Exercise prompt:
Write out the stretch of the items from the line containing "Which element on screen is the dried" through the end of the items, character for character.

..........

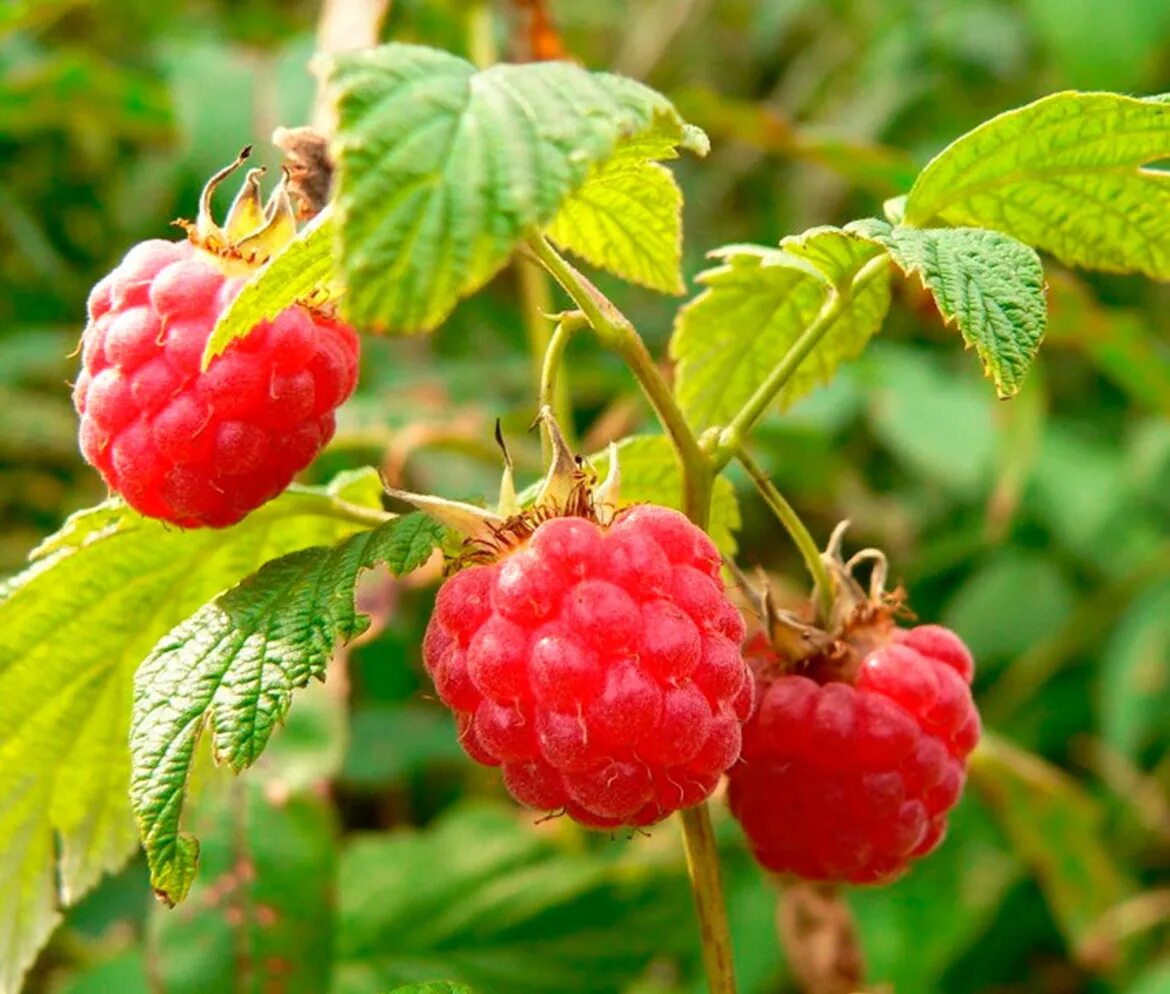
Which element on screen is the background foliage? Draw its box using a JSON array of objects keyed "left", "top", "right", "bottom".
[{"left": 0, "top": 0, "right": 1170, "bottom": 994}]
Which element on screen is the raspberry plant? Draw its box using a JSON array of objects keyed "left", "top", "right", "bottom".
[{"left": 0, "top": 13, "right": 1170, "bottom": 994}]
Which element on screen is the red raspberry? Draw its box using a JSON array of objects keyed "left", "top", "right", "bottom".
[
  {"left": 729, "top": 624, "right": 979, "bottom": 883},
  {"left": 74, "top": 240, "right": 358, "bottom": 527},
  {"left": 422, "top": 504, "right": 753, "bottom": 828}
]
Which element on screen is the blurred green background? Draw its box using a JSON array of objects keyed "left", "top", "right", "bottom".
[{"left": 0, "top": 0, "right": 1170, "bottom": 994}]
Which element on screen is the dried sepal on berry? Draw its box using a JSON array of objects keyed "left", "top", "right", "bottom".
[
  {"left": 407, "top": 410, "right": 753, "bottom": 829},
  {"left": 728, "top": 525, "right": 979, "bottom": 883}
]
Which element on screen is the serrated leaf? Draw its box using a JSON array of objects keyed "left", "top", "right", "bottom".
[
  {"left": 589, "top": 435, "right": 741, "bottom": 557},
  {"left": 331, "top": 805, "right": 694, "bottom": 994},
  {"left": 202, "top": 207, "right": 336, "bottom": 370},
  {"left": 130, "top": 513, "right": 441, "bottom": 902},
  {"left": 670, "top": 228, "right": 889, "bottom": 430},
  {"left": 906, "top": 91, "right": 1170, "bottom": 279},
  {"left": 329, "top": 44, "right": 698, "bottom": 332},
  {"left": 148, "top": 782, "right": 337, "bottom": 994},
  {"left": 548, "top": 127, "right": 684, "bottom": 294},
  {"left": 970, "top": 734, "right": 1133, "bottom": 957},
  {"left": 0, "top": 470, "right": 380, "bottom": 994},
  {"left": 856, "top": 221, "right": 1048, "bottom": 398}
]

..........

Full output:
Which element on screen is the dried sepal on berry? Draw its box using a JSON array of objects keyed "left", "top", "right", "bottom".
[
  {"left": 407, "top": 410, "right": 753, "bottom": 829},
  {"left": 728, "top": 525, "right": 979, "bottom": 883}
]
Which element on screen is the serrated leaf? Draw its box using a JSON array of objects keyed "left", "top", "right", "bottom".
[
  {"left": 589, "top": 435, "right": 741, "bottom": 557},
  {"left": 331, "top": 805, "right": 694, "bottom": 994},
  {"left": 202, "top": 207, "right": 336, "bottom": 370},
  {"left": 130, "top": 513, "right": 441, "bottom": 902},
  {"left": 670, "top": 228, "right": 889, "bottom": 430},
  {"left": 906, "top": 91, "right": 1170, "bottom": 279},
  {"left": 329, "top": 44, "right": 698, "bottom": 332},
  {"left": 148, "top": 782, "right": 337, "bottom": 994},
  {"left": 548, "top": 127, "right": 684, "bottom": 294},
  {"left": 970, "top": 734, "right": 1133, "bottom": 957},
  {"left": 0, "top": 470, "right": 380, "bottom": 994},
  {"left": 856, "top": 221, "right": 1048, "bottom": 398}
]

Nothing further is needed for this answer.